[Collected data]
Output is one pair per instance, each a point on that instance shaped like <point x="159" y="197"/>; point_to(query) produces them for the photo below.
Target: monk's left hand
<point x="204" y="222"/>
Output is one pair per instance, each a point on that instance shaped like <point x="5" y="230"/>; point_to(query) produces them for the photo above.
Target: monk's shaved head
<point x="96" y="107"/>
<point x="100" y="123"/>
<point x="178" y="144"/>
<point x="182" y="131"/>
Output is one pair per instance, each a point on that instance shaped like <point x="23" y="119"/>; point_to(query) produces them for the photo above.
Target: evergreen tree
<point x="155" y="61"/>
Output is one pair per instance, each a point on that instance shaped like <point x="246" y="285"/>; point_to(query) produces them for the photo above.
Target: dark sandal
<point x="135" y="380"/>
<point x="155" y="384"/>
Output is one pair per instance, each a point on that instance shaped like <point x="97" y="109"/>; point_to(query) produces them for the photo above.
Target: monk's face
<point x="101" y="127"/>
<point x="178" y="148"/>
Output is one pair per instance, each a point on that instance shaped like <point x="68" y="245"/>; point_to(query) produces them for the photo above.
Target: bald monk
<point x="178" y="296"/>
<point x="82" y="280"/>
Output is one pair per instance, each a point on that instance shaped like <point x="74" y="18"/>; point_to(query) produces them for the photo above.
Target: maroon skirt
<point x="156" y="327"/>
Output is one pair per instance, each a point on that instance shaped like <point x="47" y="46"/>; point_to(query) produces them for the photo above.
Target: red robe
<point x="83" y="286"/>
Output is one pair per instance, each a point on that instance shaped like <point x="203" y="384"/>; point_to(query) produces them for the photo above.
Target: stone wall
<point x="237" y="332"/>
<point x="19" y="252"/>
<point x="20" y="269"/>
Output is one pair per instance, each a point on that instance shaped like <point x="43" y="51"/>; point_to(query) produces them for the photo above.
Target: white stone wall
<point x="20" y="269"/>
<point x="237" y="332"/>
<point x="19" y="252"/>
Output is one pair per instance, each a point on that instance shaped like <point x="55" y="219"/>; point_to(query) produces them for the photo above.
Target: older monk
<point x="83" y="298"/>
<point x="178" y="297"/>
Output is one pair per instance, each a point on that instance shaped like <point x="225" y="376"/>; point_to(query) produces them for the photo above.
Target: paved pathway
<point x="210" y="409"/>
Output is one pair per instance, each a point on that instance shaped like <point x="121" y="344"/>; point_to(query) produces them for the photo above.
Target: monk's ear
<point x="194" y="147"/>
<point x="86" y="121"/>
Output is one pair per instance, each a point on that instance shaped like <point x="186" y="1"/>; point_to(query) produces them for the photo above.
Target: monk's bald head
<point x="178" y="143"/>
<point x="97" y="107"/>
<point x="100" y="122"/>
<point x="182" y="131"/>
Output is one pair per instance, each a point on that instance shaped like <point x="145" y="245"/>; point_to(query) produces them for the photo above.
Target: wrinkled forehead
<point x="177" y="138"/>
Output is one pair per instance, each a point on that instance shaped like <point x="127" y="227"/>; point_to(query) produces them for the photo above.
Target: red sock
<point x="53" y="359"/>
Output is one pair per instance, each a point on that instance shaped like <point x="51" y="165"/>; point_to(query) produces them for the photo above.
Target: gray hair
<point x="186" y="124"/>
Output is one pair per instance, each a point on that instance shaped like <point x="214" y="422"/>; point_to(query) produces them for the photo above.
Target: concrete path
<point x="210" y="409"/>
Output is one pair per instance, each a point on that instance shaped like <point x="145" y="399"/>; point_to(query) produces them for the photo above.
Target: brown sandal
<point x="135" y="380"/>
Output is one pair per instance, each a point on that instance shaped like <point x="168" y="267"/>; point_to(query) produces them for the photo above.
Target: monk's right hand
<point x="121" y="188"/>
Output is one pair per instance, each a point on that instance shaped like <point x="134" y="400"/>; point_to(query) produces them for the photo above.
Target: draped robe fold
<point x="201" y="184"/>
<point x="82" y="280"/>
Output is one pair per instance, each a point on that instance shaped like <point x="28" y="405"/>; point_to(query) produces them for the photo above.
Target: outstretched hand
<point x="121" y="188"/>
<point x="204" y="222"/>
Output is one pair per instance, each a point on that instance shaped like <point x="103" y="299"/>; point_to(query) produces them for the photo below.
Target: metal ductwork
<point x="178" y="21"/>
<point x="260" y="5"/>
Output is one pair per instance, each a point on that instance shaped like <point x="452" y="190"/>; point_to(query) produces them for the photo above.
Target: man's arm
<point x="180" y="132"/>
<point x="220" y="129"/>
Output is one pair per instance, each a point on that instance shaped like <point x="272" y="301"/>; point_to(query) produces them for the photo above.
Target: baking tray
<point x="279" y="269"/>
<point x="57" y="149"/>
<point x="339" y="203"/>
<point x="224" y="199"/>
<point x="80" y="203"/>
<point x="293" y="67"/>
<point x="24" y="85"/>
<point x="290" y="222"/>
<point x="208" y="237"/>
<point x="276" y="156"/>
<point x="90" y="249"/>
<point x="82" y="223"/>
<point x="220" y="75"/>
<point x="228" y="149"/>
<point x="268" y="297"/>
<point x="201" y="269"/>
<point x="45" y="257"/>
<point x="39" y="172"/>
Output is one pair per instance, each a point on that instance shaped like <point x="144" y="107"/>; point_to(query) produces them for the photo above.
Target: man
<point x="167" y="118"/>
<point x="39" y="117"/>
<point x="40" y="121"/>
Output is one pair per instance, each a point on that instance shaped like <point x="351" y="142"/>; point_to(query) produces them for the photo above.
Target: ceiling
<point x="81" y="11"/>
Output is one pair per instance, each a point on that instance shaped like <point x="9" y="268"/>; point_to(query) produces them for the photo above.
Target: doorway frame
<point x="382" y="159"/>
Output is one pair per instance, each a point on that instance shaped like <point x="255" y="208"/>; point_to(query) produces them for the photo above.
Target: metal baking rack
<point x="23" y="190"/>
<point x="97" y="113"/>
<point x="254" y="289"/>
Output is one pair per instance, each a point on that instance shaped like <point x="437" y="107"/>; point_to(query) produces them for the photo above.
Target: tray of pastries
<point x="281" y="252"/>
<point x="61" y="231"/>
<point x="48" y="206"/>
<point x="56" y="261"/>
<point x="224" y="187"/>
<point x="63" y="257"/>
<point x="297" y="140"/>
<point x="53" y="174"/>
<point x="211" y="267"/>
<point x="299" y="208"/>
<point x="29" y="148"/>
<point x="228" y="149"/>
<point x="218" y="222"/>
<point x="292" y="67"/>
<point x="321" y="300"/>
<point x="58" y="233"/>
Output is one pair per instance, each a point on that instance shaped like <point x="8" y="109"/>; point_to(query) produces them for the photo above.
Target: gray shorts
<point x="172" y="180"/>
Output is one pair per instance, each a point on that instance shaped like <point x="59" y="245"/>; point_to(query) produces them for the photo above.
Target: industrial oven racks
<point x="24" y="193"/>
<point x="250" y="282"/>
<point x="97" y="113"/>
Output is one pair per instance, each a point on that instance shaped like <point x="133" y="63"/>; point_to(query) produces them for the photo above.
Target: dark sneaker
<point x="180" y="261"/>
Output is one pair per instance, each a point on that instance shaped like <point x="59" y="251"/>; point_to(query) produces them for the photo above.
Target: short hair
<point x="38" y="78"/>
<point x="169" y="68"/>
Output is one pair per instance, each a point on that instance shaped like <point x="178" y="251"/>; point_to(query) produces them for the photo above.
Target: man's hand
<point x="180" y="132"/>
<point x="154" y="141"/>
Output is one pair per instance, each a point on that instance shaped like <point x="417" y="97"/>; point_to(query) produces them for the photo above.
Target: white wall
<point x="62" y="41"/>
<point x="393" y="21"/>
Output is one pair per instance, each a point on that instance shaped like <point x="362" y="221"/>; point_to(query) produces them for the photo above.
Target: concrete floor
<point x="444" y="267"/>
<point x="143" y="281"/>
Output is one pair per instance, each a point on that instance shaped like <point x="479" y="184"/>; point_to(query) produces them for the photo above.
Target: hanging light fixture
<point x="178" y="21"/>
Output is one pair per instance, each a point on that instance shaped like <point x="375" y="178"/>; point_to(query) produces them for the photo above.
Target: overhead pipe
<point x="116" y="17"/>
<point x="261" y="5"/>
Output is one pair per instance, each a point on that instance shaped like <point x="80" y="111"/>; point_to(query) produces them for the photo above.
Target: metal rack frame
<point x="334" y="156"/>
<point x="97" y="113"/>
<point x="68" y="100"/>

§ **Exercise brief**:
What belongs in the answer is each line of the data that has the word "below".

§ **Answer section**:
Output is one pair per instance, each a point on that instance shaped like <point x="159" y="197"/>; point_to(query) produces them for the photo below.
Output is one pair per instance, each a point on that instance shaped like <point x="103" y="299"/>; point_to(query) produces them for the photo below.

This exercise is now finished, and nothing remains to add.